** Your goal **
Only the pictures are left out: repeat the rest of the entries exactly.

** Material **
'''

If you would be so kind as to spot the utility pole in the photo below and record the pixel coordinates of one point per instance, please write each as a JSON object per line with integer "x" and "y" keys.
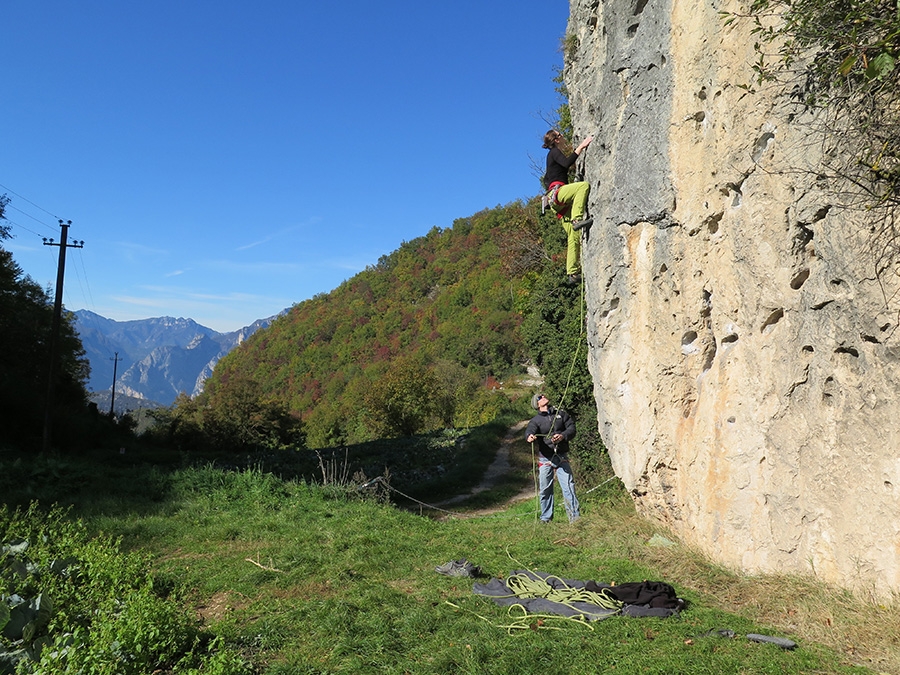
{"x": 112, "y": 398}
{"x": 57, "y": 316}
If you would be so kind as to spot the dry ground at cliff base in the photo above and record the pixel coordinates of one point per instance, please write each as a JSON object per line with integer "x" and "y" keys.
{"x": 861, "y": 626}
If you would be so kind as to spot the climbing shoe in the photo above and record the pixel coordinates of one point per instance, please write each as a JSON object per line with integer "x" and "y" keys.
{"x": 458, "y": 568}
{"x": 582, "y": 224}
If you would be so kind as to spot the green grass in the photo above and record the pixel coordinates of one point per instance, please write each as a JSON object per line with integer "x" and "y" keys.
{"x": 306, "y": 584}
{"x": 304, "y": 578}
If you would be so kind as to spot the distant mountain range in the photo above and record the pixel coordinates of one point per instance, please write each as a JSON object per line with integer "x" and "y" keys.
{"x": 157, "y": 358}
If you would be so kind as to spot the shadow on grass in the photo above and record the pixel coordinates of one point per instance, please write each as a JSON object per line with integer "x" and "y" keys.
{"x": 141, "y": 479}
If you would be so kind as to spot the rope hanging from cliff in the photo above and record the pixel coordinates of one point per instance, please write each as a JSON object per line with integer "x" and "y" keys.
{"x": 578, "y": 342}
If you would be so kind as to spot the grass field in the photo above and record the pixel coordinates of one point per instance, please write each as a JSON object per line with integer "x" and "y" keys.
{"x": 300, "y": 577}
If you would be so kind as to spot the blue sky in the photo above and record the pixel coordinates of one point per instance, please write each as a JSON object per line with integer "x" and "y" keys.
{"x": 223, "y": 161}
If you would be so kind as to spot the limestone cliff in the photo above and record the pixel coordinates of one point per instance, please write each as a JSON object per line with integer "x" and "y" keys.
{"x": 745, "y": 357}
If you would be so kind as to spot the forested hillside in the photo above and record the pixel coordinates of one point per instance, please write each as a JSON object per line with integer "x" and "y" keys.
{"x": 418, "y": 341}
{"x": 26, "y": 318}
{"x": 406, "y": 345}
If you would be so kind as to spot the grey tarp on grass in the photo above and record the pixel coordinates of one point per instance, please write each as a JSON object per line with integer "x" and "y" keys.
{"x": 498, "y": 591}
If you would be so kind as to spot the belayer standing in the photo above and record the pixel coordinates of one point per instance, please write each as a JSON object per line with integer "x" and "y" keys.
{"x": 568, "y": 200}
{"x": 552, "y": 429}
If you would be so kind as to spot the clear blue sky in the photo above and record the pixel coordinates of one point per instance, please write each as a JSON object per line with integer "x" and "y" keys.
{"x": 225, "y": 160}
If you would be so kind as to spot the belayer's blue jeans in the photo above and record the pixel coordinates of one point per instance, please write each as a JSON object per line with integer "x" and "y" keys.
{"x": 558, "y": 465}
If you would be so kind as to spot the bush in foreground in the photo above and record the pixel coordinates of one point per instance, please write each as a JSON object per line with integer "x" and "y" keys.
{"x": 70, "y": 603}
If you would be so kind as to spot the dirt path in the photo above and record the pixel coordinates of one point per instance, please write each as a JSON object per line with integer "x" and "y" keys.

'''

** The reply **
If you would be so kind as to spot the utility pole in the photo below and record the pixel coordinates of one point per instance, please write each as a JSON object per line with integer "x" and "y" keys.
{"x": 112, "y": 398}
{"x": 57, "y": 316}
If you would be so kind as to spot the dry ground at cliff base in the photo above and record the pixel coordinates of one point per instance, please write each as a JSON object per line with integer "x" and "y" keys.
{"x": 861, "y": 626}
If you would be so kind as to spot the climbing shoe in the photo above and record the pixel coordinates of one point per instance, please write each as a JSON object per line with integer "x" and "y" keys.
{"x": 458, "y": 568}
{"x": 582, "y": 224}
If you would be so kind as to spot the green grass in the photo above and record the pixel coordinates of one point per instance, please write each as a JSON object per line with integer "x" and "y" keys.
{"x": 306, "y": 584}
{"x": 304, "y": 578}
If you would be so kind as to spot the distant mountain range in the photo above and record the pixel coordinates of one point per instance, please write each as a JSON object per line with integer "x" and "y" keys.
{"x": 157, "y": 358}
If you would be so kind as to spot the shadow on grass in the photo above and record the pixel coordinates of one point per instance, please write each as a JSON object per line with integer "x" and "y" keys.
{"x": 141, "y": 479}
If you would be so kind as to spot the rope hanging from cliff in the photo above and record the pixel coordinates of one point per instance, please write each as a JSON object per line with integer "x" and "y" keys.
{"x": 578, "y": 342}
If you would be so kind as to spot the grass field in the photo above and record the pixel coordinates of one point per instance, please write each as a JSON object per line with integer "x" and "y" keys.
{"x": 300, "y": 577}
If you would be so kind as to spot the blue sky in the photo above and record the pixel coordinates of one point per instance, please write each as a JSON object per line with integer "x" and "y" keys.
{"x": 223, "y": 161}
If you would be so kind as to spot the limestone cliff in the photo above and record the pixel coordinates of one point per instance, please write each as a JSON object per line with integer "x" and "y" keys.
{"x": 745, "y": 357}
If you would be so kind as to spot the forested hillside in the photo above and record the pixel coordinates of one point per instance, please write each as a JSON object per line with integer "x" and "y" keys.
{"x": 418, "y": 341}
{"x": 26, "y": 318}
{"x": 406, "y": 345}
If you would be so kind as to spot the grey tarp on grass in the photo above and record the pixel coordinates of one point per instance, please write each as a JSON object per line with integer "x" and "y" keys.
{"x": 498, "y": 591}
If you would be so kind as to spot the belayer standing in the photo above and record the pixel coordinates of one point per instance, please write each as a JSON object per line with integer "x" and "y" keys.
{"x": 568, "y": 200}
{"x": 552, "y": 429}
If you would be so kind as to spot the clear blue sky in the photo above and record the pixel coordinates of one point per instance, please write each as a JSON object per line with integer "x" and "y" keys.
{"x": 225, "y": 160}
If you would be so kind as to spot the belayer's blue jeans in the photo above and record the pixel coordinates of one point per instance, please write each as a JSON object per line with integer "x" and "y" keys.
{"x": 558, "y": 465}
If you would be so kind as to spot the bush in foreground in the photo above and record the pixel coordinates of one point per instance, please write each as a JSON object per line with integer "x" and "y" keys.
{"x": 70, "y": 603}
If you would be so kind as to spot the dirt path in the photo above and record the pixel coordinates of one point per instance, please write each as a JSON object per line with integer "x" and "y" keys.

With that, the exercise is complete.